Analysing all the information has made it possible to develop a new wide-ranging reception protocol. The main improvements included in the plan are given below:

  • A new Information Dossier that is delivered during the reception process has been worked on and redesigned.
  • Communication from the Admissions area prior to admission to provide relevant information to each patient and their family, helping resolve any doubts that may arise in the days before entering the hospital.
  • Streamlining administrative procedures so that admission takes place directly in the hospitalisation unit whenever possible, avoiding unnecessary waiting time in the reception area.
  • Understanding that the reception process is not just the day of arrival, but rather a period of adaptation to the centre that can last until approximately the fifth day. The nurse or referring nurse (reception manager) takes on the role of accompanying the patient and family to ensure a good welcome and settling-in period. At the end of this process, they will find out whether there are any concerns or doubts that need to be resolved to continue effectively with the neurorehabilitation process.
  • The professional staff in each area will get to know each patient and their family in an orderly way, providing the necessary information.
  • Incorporating a guided tour of the centre by the Institut Guttmann’s volunteers to learn about the hospital’s facilities and services.
The results of the evaluation in 2022 conclude that 95.38% of patients/family members express a degree of Global Satisfaction equal to or greater than 7 points during the reception process (between days 7 and 10 of hospitalisation).
70.31% of people surveyed feel that they have received adequate explanations about the hospital’s services and how it operates, and 90% feel that they have received consistent information from different professionals.
93.65% say they felt they were in good hands.
B)    Improvements in the hospital discharge process 

Hospital discharge constitutes a key moment of transition in health. Discharge from hospital can generate anxiety and uncertainty about leaving the protected environment of the hospital and having to face returning to the community. Therefore, within the rehabilitation process, hospital discharge is one of the most complicated moments and where patients and families need the most support.

The following actions were carried out to jointly design a hospital discharge protocol with patients, family members and professionals:

  • Workshop with a multidisciplinary group of professionals
  • Questionnaire for care and non-care professionals to identify pain points and proposals for improvement.

Things to do —
1. Answer these questions from the passage on hospital reception and discharge:
(a) Until about which day can the period of adaptation to the centre last?
(b) What percentage of those surveyed say they felt they were in good hands?
(c) For whom was the questionnaire on pain points and proposals for improvement intended?
2. Write the next part of the passage on hospital reception and discharge, picking up right after its final line.

Data provided —

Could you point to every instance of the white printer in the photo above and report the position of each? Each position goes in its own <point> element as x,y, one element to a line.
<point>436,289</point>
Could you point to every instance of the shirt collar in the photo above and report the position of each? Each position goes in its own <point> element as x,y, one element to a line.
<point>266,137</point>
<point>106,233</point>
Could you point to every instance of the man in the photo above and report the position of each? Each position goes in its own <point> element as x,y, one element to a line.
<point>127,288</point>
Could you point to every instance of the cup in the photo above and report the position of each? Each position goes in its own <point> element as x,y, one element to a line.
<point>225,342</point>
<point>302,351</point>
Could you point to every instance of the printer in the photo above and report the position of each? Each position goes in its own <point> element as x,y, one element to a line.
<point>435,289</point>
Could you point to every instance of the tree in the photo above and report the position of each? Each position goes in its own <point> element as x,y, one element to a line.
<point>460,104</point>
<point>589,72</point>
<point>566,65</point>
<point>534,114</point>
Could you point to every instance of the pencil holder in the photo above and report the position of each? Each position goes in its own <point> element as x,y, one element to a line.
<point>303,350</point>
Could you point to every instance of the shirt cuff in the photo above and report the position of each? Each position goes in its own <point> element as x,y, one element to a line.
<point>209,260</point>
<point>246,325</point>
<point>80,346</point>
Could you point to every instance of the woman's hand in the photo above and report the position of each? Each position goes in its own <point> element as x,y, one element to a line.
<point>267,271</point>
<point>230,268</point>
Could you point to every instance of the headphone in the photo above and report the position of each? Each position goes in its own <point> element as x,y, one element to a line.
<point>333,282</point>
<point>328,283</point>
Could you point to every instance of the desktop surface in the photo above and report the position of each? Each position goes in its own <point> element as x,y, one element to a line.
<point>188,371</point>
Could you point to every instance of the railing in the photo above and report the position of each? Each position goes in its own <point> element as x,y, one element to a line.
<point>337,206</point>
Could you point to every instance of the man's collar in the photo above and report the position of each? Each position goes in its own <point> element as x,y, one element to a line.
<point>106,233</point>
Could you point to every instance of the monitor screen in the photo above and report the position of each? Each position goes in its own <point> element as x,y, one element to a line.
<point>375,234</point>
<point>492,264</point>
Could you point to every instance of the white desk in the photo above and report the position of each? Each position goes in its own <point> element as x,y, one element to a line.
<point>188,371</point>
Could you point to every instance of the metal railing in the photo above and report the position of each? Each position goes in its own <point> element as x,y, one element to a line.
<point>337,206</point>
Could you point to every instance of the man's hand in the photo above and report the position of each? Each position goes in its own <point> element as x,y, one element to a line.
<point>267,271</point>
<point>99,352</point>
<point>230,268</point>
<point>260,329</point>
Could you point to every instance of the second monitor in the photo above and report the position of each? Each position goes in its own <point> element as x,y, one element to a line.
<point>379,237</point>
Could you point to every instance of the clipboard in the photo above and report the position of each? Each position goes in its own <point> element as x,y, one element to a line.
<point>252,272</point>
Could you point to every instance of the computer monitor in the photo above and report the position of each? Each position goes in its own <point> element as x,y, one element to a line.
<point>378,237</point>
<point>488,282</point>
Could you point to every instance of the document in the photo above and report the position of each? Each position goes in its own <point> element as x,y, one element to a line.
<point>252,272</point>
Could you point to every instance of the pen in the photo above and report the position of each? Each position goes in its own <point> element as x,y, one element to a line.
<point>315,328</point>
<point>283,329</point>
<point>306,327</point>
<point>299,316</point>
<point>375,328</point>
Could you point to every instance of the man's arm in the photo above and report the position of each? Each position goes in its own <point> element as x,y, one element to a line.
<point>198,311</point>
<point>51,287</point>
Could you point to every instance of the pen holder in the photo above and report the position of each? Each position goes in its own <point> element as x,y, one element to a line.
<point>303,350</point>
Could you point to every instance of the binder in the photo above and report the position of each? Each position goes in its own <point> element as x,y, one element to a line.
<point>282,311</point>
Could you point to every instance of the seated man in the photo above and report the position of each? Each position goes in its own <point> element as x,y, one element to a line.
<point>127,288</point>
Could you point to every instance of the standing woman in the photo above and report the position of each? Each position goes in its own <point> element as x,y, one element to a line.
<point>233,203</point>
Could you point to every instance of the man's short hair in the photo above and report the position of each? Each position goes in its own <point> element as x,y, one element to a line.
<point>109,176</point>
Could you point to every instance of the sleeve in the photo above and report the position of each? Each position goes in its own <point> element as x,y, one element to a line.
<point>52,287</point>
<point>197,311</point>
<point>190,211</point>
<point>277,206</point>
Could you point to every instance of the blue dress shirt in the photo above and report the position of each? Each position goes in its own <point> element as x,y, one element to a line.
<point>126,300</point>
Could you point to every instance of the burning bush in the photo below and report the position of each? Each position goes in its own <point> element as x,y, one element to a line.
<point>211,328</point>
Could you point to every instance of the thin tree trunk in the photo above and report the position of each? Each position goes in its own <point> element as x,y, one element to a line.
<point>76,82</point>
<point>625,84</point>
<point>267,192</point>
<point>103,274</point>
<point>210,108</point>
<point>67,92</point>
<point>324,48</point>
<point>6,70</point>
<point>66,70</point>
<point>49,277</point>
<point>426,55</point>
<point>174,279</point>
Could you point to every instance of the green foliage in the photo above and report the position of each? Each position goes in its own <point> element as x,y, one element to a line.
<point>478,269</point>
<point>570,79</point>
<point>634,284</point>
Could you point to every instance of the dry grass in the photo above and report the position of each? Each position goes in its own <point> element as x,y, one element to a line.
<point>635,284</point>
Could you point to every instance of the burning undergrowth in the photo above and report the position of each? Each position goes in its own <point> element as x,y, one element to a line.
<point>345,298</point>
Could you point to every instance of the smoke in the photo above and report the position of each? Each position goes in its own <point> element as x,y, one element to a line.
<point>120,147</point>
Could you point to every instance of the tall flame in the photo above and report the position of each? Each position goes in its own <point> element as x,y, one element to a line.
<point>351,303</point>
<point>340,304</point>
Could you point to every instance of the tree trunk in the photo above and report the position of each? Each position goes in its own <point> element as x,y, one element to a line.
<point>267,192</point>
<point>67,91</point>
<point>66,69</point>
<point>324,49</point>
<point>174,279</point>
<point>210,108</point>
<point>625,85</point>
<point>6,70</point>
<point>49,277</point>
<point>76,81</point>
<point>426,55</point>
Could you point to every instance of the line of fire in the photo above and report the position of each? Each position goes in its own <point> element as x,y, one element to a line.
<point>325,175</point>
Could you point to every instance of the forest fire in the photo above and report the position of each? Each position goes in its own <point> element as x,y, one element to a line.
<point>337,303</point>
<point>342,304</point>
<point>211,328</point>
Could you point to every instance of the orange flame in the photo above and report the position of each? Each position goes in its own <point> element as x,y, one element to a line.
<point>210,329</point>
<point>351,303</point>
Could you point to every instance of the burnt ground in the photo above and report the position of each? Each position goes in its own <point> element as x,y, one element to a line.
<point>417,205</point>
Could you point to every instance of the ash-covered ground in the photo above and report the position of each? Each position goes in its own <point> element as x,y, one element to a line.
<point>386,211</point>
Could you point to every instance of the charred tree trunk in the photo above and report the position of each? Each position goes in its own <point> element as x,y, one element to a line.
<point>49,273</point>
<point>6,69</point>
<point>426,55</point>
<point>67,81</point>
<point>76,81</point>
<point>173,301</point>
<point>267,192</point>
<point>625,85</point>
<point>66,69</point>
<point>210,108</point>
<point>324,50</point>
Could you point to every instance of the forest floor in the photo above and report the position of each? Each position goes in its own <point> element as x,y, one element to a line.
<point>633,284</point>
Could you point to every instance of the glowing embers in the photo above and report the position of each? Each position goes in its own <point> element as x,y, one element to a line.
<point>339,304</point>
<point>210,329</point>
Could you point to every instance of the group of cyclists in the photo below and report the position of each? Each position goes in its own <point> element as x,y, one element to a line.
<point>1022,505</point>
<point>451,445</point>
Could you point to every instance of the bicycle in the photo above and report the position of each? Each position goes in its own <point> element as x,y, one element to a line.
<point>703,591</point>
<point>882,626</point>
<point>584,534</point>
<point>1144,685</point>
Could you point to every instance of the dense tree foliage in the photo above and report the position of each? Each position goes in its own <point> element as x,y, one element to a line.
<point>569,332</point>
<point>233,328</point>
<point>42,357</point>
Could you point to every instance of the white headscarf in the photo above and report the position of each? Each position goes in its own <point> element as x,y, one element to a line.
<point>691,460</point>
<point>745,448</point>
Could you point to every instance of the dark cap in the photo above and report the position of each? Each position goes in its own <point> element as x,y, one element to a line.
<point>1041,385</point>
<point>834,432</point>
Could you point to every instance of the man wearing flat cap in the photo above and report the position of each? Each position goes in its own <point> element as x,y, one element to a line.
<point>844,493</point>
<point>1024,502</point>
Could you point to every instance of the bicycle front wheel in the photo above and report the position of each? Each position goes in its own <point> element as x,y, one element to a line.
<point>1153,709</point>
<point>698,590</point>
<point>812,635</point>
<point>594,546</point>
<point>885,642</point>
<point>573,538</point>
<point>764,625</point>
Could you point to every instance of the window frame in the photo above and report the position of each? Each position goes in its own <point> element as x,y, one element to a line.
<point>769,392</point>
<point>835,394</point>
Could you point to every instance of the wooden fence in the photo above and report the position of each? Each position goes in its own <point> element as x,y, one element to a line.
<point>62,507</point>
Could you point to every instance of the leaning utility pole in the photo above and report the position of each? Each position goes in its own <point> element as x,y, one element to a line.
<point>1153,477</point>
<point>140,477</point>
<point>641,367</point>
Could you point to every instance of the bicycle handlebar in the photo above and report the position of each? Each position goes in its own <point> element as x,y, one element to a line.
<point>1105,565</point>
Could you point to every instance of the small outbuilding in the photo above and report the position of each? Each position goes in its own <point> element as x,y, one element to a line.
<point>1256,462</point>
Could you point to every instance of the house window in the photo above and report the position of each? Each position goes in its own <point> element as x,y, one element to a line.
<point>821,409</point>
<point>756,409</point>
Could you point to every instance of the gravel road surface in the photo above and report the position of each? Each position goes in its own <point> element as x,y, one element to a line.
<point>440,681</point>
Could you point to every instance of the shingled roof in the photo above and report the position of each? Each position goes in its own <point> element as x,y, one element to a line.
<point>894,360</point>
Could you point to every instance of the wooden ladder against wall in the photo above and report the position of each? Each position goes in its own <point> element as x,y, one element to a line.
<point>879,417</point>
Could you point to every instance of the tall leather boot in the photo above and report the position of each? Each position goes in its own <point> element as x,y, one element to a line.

Solved tasks —
1.
(a) Approximately the fifth day.
(b) 93.65%.
(c) Care and non-care professionals.

2.
  • Interviews with those responsible for each hospital department.
  • 10 interviews with patients and family members.
  • Patient satisfaction and experience surveys.
  • Analysis of all information and presentation of proposals to the centre management to implement improvements based on patient experience.

In general terms, the following have been detected as areas for improvement: coordination of the therapeutic team to manage the discharge process and the information provided during the last days of admission.

The main improvements included are given below:

To improve the coordination of all professionals, a digital checklist shared by the entire therapeutic team has been introduced to monitor the most relevant aspects to take into account in the final days of hospitalisation and coordinate them to guarantee that support upon discharge is being carried out correctly.

brochure has also been written with key information to give to the patient and their family during the last days of hospitalisation. This is delivered in a discharge preparation meeting with the patient’s social worker and provides an opportunity to resolve doubts and concerns.

We have included a post-discharge call made by the patient’s social worker in order to guarantee that the return home has been satisfactory and to resolve any pending issues or doubts that may have arisen.

At the end of 2022, the pilot test of the new protocol began in one of the Hospitalisation Units, with an overall satisfaction result with the discharge process of 7.8 out of 10.